(PROVIDED DATA begins)

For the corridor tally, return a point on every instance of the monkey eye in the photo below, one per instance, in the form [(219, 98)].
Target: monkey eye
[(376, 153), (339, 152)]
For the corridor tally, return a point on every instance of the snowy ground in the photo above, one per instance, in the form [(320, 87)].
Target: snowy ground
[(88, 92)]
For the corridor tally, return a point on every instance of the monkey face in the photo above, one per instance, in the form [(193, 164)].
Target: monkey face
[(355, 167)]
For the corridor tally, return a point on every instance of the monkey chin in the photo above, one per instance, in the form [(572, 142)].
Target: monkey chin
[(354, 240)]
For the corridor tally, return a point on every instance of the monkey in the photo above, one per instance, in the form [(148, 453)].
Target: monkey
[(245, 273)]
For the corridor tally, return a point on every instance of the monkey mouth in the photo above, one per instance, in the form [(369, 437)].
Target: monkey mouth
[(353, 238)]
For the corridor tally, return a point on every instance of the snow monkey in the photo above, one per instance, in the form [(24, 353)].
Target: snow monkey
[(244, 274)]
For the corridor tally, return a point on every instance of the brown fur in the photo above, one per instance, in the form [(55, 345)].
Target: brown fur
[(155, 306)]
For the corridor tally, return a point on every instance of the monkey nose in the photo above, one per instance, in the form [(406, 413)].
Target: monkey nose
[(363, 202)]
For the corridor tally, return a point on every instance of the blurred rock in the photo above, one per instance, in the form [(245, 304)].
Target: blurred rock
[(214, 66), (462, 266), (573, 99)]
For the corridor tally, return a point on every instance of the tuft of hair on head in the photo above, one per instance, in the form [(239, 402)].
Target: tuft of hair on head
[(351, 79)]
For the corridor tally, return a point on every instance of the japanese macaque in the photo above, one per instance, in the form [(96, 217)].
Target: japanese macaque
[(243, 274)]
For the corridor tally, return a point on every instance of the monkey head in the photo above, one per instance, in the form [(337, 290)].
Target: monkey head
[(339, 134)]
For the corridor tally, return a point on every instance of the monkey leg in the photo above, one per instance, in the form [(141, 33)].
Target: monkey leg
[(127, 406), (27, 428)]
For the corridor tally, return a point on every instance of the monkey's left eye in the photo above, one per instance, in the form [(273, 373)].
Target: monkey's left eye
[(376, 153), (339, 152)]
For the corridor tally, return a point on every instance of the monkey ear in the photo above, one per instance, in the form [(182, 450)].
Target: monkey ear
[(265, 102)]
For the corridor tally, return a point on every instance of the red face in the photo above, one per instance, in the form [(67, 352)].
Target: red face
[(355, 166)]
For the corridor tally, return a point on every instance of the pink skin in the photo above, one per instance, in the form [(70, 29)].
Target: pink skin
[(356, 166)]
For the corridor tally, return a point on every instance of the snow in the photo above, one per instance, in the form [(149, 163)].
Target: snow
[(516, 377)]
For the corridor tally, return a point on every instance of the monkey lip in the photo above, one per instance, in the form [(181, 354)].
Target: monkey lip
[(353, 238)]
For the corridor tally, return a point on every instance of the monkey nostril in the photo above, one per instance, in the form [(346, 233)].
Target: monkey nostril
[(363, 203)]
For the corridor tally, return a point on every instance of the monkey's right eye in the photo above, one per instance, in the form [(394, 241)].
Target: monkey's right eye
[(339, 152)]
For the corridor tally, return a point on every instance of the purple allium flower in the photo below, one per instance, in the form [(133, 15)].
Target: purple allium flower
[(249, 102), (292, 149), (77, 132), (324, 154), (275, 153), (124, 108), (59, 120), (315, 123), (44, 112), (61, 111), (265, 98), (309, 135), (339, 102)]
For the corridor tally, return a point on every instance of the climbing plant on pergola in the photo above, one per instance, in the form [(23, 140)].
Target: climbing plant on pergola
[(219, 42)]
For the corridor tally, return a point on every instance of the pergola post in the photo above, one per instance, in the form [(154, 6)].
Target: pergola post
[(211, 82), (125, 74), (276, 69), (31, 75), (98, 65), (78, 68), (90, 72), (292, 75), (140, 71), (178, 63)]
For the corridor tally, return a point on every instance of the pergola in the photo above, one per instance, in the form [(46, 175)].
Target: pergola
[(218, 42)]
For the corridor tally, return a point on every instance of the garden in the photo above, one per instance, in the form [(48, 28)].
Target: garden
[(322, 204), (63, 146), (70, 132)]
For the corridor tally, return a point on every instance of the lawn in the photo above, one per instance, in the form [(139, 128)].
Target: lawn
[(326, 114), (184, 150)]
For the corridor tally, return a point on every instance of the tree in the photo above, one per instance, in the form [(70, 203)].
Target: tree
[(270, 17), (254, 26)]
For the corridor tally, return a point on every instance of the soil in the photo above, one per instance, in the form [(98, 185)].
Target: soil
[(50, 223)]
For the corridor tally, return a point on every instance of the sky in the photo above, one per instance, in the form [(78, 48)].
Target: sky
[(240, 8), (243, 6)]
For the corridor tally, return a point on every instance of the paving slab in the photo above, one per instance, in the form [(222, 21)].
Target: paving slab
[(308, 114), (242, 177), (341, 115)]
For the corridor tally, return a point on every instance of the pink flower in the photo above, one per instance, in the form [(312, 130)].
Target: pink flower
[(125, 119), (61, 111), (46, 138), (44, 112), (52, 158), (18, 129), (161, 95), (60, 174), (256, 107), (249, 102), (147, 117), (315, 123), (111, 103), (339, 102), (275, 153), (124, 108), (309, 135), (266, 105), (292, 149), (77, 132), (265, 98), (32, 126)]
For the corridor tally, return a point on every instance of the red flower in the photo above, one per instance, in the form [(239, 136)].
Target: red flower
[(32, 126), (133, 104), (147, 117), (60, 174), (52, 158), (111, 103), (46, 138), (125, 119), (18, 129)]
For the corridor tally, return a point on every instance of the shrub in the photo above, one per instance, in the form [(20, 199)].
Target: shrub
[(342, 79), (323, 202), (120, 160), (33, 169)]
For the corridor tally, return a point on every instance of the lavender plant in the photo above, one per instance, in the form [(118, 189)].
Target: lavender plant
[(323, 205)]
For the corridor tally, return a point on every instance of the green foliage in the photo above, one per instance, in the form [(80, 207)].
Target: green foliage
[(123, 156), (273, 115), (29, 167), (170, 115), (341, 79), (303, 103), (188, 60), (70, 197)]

(PROVIDED DATA ends)
(PROVIDED DATA begins)

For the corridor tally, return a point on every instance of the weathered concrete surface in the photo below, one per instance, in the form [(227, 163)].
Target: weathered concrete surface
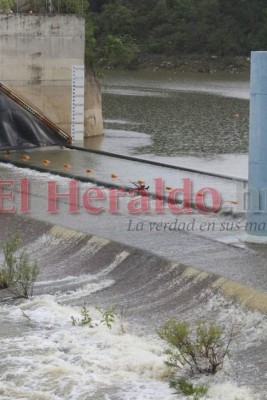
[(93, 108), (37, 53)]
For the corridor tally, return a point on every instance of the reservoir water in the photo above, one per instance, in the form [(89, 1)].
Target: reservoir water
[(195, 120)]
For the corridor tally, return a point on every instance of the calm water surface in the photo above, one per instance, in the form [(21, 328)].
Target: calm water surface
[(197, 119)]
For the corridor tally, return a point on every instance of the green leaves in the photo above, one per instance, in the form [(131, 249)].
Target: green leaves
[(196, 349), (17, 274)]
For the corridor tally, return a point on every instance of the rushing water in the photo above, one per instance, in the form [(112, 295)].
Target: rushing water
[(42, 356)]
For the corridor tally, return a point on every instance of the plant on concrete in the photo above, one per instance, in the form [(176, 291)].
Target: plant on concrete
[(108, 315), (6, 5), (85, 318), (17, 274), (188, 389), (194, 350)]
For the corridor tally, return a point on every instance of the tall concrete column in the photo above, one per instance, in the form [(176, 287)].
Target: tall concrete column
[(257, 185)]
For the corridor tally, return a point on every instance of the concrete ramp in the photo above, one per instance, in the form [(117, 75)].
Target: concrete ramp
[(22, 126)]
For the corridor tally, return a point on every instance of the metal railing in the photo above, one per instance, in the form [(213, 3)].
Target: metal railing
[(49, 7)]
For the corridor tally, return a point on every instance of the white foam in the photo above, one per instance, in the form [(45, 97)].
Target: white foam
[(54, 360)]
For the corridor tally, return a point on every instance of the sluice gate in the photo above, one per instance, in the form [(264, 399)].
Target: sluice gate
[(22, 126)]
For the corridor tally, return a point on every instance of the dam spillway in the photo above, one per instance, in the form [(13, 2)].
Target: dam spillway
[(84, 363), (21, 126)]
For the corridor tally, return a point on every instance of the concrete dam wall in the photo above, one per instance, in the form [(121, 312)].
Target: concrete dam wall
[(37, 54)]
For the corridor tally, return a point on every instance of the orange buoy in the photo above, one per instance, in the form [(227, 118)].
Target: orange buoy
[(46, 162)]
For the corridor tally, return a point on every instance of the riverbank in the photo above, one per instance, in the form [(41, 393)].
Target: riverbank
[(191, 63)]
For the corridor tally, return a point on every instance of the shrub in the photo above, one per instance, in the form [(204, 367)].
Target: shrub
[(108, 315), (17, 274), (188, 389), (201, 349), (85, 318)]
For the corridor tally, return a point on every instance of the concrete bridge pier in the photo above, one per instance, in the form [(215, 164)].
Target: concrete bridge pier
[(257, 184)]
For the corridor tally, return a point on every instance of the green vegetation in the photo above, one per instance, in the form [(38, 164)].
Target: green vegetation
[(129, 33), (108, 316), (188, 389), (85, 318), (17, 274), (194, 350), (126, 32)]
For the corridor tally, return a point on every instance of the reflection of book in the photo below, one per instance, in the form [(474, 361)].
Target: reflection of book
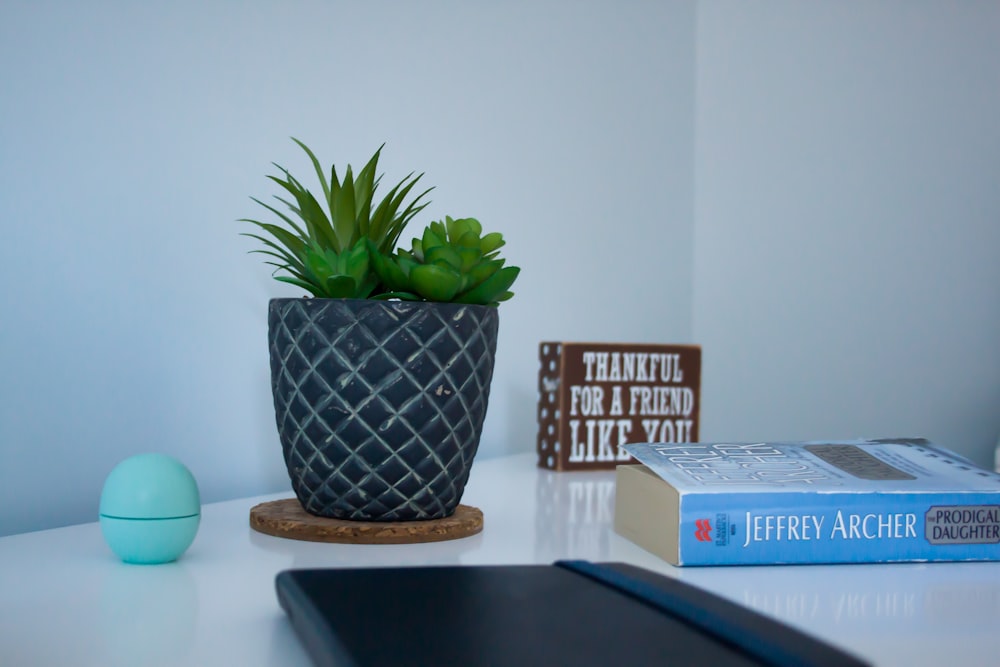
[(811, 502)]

(PROVIDED DATA ends)

## TASK REQUIREMENTS
Search the listing for the word "below", and copy every line in which it is found.

## ANSWER SECTION
For the corridor tally, return a point on every instance of the monkey eye in the photo below, one per instance, in the form [(219, 98)].
For the corridor tally, return a point on every instance of the purple allium flower in the photo below, one per instance, in the form [(133, 15)].
For the corridor tally, return a point on every instance of the weathered concrete surface in the photo below, one per instance, in the form [(227, 163)].
For the corridor tally, return a point on every instance of the reflection of book in the photo below, one per instance, in the form [(474, 361)].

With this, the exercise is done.